● **WHAT TO WORK ON**
From the listing below, copy each line that contains the word "woman".

● **DATA SUPPLIED**
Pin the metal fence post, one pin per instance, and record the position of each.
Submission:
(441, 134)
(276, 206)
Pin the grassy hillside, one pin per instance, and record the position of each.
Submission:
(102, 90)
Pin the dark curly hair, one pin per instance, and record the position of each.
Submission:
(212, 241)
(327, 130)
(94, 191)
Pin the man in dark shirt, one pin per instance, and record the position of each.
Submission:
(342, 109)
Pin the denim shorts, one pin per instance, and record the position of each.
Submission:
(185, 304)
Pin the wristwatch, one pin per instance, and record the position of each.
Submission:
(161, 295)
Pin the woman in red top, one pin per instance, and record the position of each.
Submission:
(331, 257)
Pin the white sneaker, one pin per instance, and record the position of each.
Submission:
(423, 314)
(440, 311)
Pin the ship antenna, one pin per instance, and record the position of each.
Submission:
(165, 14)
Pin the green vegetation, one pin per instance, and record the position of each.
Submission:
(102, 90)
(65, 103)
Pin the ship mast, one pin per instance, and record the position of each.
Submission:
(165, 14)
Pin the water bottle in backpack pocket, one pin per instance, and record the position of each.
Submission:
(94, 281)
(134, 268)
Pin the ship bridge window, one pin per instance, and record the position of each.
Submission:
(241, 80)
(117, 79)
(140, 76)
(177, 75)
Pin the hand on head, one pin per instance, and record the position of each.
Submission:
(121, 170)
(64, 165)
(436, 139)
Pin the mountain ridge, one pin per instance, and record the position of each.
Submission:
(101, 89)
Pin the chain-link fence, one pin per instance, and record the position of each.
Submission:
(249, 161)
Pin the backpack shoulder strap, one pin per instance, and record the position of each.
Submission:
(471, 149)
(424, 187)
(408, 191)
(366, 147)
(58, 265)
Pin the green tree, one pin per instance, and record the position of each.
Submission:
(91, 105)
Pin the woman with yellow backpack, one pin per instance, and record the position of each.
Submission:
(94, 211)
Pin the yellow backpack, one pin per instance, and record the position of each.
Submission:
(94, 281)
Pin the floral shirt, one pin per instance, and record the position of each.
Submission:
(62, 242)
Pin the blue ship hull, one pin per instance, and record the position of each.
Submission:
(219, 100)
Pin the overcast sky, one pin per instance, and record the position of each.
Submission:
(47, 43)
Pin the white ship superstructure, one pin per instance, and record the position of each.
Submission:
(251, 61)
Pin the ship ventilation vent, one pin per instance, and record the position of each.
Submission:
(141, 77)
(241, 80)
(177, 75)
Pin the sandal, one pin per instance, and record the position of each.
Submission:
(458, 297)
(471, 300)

● **ANSWER FOR THE TASK**
Pin the woman in red top, one pin per instance, and record the position of each.
Pin the woman with yellow backpack, one pin per instance, and record the position of each.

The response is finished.